*ACTIVITY 1:*
In the post about the Abramsverse films, how many films were the key actors contracted for?
*ACTIVITY 2:*
Resume the post about the Abramsverse films after its last sentence, keeping the same voice and line of argument.

In answer to the thread title, I'd say the likelihood of the current film series continuing beyond the next installment is largely dependent on two things: The success or failure of #3, and the availability of key members of the cast.
By most accounts I've heard, it sounds like Paramount has significantly
upped their expectations for the next film. If it fails to meet those expectations, I can well imagine the whole franchise might be sent back to the shop for retooling, a.k.a. the end of the "Abramsverse." New creative team, new cast, and probably a full reboot. Alternatively, they may just end it for the foreseeable future, but I think the former is more likely.
If it
does meet or exceed expectations then I’m sure they’ll want it to continue, but that’s when cast availability becomes a factor. As far as I know, all of the key actors were contracted for three films. Some of them like Pine and Saldana are in fairly high demand for other roles and will surely be expensive to bring back. Others may simply want to move on. I don’t think any of them, including Pine and Quinto, are totally irreplaceable in this day and age, but at some point it’s either not worth another film to do so, or the question of whether or not it’s the same “universe” becomes academic.
To address a totally separate topic, the debate over whether or not the Prime universe can or should be considered OUR universe as opposed to the Abramsverse or other alternate timelines, I have my own somewhat radical take on that. As a purely intellectual exercise, my own personal theory is that the Abramsverse IS our universe.
Think about it. What evidence is there in the Abramsverse that the Eugenics Wars happened in the 1990s, or at all? Obviously Khan still existed, was a product of genetic engineering, escaped Earth along with his fellow supermen and so forth, but he bears no resemblance to the Khan we all know from the Prime timeline, and he
should if the change didn’t happen until two and half centuries after he set sail on the
Botany Bay. I confess I haven’t rewatched STiD enough times to remember every detail but I don’t think the Eugenics Wars or any other specifics about Khan’s origins were ever mentioned.
What if he literally wasn’t the same person? What if the true point of divergence in the timeline was sometime prior to the 1990s and the Eugenics Wars were either long delayed or totally averted as a result? I could really go into detail and propose a scenario where Gary Seven, thanks to his encounter with future Kirk and Spock from the Prime universe, went on to influence world events so dramatically that he actually altered the foundations of the Prime timeline by preventing the Eugenics Wars and the 21st century Third World War from ever happening. In effect, he created OUR universe, which eventually becomes the Abramsverse.

*MATERIAL SUPPLIED:*
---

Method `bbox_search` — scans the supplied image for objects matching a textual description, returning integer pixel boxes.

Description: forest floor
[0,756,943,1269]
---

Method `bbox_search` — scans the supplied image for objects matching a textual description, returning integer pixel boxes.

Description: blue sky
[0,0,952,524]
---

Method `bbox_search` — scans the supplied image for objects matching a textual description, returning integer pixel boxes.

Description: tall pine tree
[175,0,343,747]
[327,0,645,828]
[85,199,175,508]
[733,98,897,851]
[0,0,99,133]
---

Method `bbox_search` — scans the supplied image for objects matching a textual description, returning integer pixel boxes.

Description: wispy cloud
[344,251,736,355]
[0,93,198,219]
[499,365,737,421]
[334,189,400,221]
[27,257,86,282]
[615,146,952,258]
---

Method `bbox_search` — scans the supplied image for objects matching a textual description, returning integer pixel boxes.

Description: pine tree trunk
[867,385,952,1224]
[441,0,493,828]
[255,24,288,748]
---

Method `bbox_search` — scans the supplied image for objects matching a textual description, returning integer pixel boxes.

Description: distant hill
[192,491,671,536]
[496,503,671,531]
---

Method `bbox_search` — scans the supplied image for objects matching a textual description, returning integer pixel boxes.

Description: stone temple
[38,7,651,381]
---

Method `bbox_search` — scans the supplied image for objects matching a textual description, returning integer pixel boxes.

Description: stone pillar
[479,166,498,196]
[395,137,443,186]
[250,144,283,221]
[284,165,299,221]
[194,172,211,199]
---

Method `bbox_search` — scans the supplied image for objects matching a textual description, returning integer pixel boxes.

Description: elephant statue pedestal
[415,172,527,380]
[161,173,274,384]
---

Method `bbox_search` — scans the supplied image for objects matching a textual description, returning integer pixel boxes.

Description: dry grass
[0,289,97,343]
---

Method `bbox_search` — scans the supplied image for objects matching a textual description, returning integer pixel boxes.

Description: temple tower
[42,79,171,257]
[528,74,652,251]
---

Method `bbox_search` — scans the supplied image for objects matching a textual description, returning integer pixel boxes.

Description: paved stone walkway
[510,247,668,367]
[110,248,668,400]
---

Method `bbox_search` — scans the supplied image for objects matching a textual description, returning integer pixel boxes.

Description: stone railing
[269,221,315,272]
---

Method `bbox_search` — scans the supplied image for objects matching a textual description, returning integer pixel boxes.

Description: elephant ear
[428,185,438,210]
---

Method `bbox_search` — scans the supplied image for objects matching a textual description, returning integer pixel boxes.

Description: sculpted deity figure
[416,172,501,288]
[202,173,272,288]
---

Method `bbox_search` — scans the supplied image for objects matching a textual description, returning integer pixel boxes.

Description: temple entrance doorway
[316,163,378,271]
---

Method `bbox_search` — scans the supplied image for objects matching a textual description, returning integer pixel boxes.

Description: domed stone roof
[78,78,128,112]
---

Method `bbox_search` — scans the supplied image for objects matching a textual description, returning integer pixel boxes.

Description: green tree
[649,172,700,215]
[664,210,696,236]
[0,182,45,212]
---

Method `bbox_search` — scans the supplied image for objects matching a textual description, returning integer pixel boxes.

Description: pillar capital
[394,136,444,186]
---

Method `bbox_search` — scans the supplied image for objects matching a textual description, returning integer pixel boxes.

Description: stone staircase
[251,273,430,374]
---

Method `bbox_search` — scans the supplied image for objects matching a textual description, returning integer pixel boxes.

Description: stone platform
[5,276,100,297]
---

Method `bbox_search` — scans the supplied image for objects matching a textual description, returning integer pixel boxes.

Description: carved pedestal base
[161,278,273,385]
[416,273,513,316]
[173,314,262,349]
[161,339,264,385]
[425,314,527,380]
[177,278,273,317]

*ANSWER BOX 1:*
Three films.

*ANSWER BOX 2:*
Khan, or a version of Khan, still came along at a later date, perhaps even caused some significant trouble along the lines of the original Eugenics Wars before being driven off the planet. But instead of being almost totally forgotten in the chaos of the Prime universe’s 20th and 21st century world conflicts, enough records still existed for Admiral Marcus to actively track him down instead of waiting for the
Enterprise or some other ship to just stumble across him.
Many people have noted how different and much more advanced the technology appears in the Abramsverse, which could be explained by civilization not having bombed itself into near-oblivion a couple of centuries earlier and having to reclaim all of that lost progress. Building a starship on the ground in Iowa at twice the original size is suddenly not so far-fetched, to say nothing of things like ultra-fast warp speeds and interstellar beaming. Two or three hundred years worth of uninterrupted scientific progress could cover a multitude of continuity issues going much further back than the day of Kirk’s birth.
All of which is not to say that the Abramsverse is in any way conclusively OUR universe (as if any such conflation of fiction and reality were possible), but it at least has the advantage of not having overtly contradicted our own history with any on-screen dialogue, references or exposition that I’m aware of.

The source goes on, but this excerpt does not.